Count the lines below that contain the word "brackets", and reply with that number alone.

(GIVEN RECORDS):
• • • • • • •

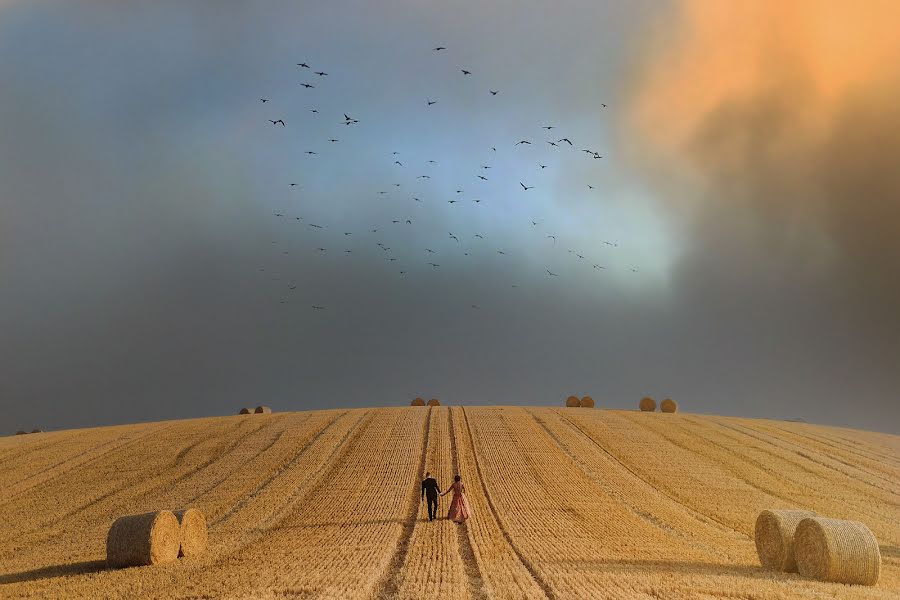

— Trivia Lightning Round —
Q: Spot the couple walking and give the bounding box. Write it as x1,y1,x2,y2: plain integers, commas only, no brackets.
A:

• • • • • • •

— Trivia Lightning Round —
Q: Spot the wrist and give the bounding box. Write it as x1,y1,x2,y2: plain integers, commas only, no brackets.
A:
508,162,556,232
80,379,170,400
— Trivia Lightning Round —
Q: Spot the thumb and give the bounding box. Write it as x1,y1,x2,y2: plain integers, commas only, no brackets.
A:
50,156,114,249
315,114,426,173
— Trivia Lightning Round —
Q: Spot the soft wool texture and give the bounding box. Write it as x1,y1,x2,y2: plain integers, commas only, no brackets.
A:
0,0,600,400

• • • • • • •

(TASK SOLUTION): 4